Goodbye to School Hello to Work, Part Seven

Lochearnhead Hotel by Elliott Simpson, CC BY-SA 2.0, via Wikimedia Commons

This time: Frank the KP, much excitement amongst the girls, a skiing update and the end

Gregor was half right, Frank asked to borrow money from Doug during lunch on Sunday. He said no and told him to see Miss Brown for an advance on his wages. He tried the same on with Scott who told him where to go. He must have got the message as he didn’t ask me. He still managed to be in the bar on Sunday night. I could see him from the lounge in the hotel chatting to whoever would listen and cadging drinks from them. Eventually Angus took him to one side and told him to stop it and to buy his own drinks.

On Monday, Gregor wanted to know if he was right. I confirmed that he had tried Doug and Scott but both said no. Gregor smiled and said “We’ll need to watch that one”. Since I had been there I had begun to notice that not only was Gregor the porter he was also the person Miss Brown relied on to sort out anything that cropped up.

Frank must have taken Doug’s advice as during the morning we heard him talking to Monica and then Miss Brown. We were sitting in the lodge drinking tea and could only hear muffled voices. “Open the door laddie”, I got up and pulled the door open so Gregor could hear more clearly. He listened and then got up and went out. I stayed where I was. It didn’t matter to me one way or another. Gregor returned leaving the door open. Frank was still at the desk. “She’s going to give him some money” he said. “I wouldn’t give him a penny. He’s got a bed and food, he doesn’t need any money. I suppose whatever she lends him Angus will have it in the cash register later.”

### Directives
#1 Do these statements agree with the hotel story above? Answer each with yes or no and quote the words of the story that decide it.
(a) Doug lent Frank money at Sunday lunch.
(b) Angus told Frank to buy his own drinks.
(c) The narrator followed Gregor out of the lodge.
#2 Pick up the hotel story above where it stops, and continue it.

### Entries supplied
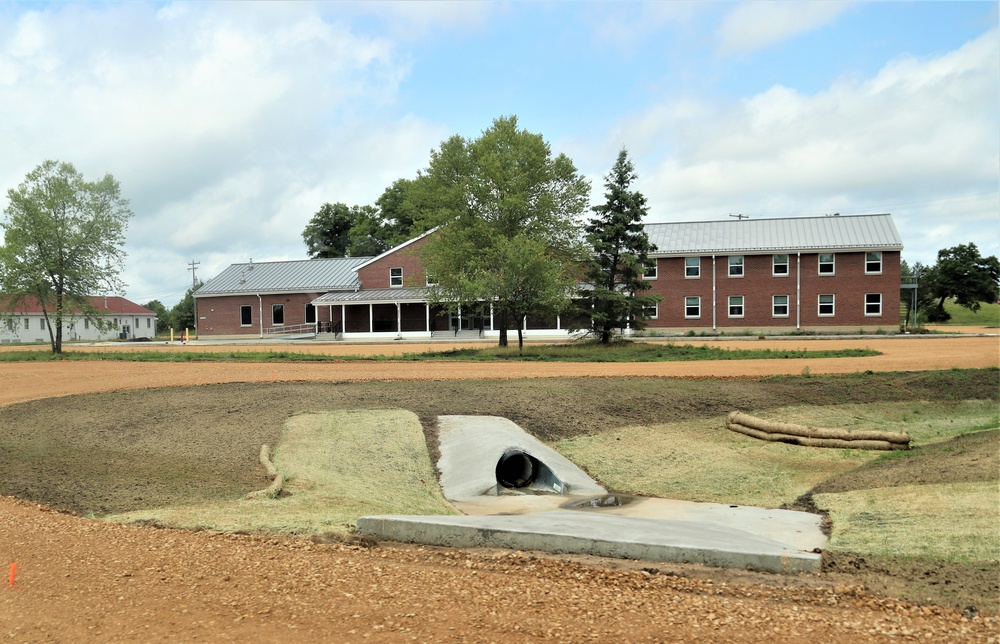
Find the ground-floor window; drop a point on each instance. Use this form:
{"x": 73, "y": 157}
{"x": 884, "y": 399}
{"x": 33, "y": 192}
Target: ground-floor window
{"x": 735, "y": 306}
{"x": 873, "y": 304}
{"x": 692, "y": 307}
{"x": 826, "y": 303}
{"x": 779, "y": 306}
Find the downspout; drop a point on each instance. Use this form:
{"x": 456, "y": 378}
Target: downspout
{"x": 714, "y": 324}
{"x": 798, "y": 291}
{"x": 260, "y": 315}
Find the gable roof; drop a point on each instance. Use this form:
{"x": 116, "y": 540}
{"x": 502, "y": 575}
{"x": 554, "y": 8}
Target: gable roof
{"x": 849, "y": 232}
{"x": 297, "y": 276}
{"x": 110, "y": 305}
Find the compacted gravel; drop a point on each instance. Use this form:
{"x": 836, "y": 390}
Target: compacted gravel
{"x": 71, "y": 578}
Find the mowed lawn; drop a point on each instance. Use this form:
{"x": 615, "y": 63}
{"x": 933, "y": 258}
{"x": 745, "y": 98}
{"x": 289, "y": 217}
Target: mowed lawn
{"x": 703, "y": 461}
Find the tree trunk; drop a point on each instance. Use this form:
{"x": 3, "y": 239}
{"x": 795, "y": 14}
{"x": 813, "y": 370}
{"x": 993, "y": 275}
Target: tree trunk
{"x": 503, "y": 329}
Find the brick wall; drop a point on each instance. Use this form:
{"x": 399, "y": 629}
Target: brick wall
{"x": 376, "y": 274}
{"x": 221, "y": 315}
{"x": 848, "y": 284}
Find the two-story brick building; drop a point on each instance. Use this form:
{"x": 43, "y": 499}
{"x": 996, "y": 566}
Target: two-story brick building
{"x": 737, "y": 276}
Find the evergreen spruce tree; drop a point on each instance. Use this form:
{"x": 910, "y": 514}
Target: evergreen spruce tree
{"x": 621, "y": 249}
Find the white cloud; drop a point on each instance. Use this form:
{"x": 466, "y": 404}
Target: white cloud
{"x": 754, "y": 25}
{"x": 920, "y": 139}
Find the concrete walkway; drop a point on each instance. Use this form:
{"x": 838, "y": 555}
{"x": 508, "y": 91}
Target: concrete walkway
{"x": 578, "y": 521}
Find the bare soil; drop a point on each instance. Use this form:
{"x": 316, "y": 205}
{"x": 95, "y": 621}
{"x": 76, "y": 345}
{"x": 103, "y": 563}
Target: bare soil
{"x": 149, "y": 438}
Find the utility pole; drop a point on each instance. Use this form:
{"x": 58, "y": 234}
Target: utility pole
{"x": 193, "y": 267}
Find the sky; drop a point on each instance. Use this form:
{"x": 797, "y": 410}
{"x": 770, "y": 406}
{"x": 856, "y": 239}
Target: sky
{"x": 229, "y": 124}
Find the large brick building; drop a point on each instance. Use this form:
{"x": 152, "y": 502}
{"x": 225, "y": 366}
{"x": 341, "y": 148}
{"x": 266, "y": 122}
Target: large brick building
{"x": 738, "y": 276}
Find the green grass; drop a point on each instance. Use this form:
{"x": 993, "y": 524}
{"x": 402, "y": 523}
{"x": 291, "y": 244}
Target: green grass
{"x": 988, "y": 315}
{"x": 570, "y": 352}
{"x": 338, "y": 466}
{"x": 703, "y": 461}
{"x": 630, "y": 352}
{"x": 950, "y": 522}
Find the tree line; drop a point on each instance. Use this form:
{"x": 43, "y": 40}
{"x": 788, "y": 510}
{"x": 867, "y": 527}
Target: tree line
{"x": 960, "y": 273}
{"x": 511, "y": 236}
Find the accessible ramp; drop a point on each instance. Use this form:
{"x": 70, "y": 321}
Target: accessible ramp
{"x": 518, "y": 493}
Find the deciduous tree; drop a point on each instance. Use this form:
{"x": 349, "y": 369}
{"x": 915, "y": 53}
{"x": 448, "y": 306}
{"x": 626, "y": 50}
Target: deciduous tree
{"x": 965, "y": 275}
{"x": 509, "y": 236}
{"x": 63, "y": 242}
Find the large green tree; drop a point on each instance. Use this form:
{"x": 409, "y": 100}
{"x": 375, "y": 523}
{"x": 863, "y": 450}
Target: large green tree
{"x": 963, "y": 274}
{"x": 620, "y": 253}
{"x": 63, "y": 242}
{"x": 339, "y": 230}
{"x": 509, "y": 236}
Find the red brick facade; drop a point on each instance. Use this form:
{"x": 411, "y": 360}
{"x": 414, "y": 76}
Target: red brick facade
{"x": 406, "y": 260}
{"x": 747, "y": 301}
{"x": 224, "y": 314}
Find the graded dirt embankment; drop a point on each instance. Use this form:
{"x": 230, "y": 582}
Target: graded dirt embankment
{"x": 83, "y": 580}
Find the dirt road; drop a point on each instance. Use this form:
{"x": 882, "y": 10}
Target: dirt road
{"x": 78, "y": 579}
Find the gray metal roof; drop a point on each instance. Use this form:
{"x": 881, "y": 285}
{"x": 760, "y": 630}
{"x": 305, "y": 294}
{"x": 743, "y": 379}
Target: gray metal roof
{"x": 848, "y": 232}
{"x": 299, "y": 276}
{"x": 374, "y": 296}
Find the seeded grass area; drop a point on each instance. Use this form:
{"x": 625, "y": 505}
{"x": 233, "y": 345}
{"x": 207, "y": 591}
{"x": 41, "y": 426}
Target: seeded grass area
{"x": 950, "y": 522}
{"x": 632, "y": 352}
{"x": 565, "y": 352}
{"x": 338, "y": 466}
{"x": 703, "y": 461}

---

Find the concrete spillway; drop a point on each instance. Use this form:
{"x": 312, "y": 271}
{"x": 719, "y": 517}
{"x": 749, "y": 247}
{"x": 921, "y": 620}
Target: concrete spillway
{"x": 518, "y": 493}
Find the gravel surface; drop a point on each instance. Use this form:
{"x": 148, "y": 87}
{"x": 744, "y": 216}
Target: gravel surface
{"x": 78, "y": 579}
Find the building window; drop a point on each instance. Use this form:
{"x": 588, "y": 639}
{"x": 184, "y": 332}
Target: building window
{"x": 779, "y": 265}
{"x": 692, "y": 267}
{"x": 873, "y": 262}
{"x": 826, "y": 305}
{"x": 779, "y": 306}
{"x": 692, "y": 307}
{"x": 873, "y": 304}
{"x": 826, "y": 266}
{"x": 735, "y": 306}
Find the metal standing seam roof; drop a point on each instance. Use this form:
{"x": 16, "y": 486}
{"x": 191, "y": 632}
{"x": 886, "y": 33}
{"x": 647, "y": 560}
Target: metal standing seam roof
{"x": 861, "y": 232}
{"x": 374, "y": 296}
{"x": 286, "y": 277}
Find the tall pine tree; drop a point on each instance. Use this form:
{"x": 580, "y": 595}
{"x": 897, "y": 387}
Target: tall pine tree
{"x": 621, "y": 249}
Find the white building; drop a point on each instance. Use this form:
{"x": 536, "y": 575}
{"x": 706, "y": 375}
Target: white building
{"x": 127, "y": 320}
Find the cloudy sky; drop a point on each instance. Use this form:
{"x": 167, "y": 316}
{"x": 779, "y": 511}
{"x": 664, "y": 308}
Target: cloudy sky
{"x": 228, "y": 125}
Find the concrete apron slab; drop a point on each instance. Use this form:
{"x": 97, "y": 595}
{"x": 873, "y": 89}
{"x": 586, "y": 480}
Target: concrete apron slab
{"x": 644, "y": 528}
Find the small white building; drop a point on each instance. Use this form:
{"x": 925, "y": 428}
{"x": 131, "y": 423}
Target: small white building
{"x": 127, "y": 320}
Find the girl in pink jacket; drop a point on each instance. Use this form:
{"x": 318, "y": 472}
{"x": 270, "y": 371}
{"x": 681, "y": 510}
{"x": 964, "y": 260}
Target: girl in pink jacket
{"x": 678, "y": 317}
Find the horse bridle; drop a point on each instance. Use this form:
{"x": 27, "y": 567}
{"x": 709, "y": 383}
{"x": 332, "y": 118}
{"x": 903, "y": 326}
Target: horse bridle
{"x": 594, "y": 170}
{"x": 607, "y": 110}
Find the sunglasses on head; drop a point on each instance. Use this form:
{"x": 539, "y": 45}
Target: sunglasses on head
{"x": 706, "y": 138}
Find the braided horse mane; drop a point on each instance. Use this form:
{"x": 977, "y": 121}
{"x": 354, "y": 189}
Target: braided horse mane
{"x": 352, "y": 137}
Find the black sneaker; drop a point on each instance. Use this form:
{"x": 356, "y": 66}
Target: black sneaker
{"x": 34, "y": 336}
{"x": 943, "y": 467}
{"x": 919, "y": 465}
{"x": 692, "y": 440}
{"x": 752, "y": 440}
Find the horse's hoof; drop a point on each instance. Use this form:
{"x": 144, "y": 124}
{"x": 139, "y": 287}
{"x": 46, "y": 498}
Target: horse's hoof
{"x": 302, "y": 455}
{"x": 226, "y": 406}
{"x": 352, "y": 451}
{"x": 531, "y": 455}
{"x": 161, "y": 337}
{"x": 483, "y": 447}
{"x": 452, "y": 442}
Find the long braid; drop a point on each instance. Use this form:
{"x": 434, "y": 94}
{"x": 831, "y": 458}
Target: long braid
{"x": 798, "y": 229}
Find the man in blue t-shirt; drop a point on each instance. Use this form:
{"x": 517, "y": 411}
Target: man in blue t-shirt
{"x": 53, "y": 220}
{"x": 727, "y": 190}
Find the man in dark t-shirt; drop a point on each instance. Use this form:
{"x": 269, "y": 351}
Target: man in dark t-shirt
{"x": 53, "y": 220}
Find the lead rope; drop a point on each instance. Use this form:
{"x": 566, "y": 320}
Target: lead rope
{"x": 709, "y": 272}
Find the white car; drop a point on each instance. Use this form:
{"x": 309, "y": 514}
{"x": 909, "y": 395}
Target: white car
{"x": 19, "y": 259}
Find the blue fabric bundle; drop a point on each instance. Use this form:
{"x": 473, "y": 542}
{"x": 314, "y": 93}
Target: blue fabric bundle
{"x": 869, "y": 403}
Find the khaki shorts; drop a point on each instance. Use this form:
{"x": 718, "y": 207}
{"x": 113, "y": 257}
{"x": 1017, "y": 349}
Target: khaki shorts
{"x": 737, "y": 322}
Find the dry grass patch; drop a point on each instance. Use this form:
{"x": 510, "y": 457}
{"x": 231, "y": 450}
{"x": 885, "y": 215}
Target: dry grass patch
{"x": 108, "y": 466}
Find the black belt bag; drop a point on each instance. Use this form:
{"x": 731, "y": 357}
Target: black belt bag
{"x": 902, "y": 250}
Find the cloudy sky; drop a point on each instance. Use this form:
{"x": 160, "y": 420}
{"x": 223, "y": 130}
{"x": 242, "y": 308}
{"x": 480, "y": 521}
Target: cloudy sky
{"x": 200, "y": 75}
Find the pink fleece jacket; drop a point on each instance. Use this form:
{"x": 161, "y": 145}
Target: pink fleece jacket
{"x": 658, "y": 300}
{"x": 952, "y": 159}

### Results of the tasks
#1
(a) No: "He said no and told him to see Miss Brown for an advance on his wages."
(b) Yes: "Eventually Angus took him to one side and told him to stop it and to buy his own drinks."
(c) No: "I stayed where I was."

#2
Life was settling into a routine with work and days off, although I was only in my third week everything felt familiar. I was managing to live off the tips I picked up so my savings were going to get a boost. Days off could be a drag if it was raining but when the sun shone it was great.

With my day off on Tuesday, I used it to sort out my laundry, tidy my room and change my bed. I explored more of the village and found out there was a site for scouts to camp further up the hill at the back of the hotel. However there was no one there just now. I was coming back into the hotel from the shop around 15.30. Sheila called me over and asked if I would do her a favour. Can you go to the girls block and shout out that Sam will be here at 16.30. “Who’s Sam” I asked. “He’s the one person all the girls want to see. He is a travelling salesman. Be in the staffroom when he’s here and you will see.” I walked over to the girls accommodation, I had never been in. There was a large sign on the door reading “Females Only, No admittance to males unless accompanied by Management.”

I pushed the door open and stood by the entrance and shouted that Sam would be here at 16.30. I repeated it and was asked by a voice that I couldn’t see what I had just said. I repeated it for the third time and got a “thanks” back.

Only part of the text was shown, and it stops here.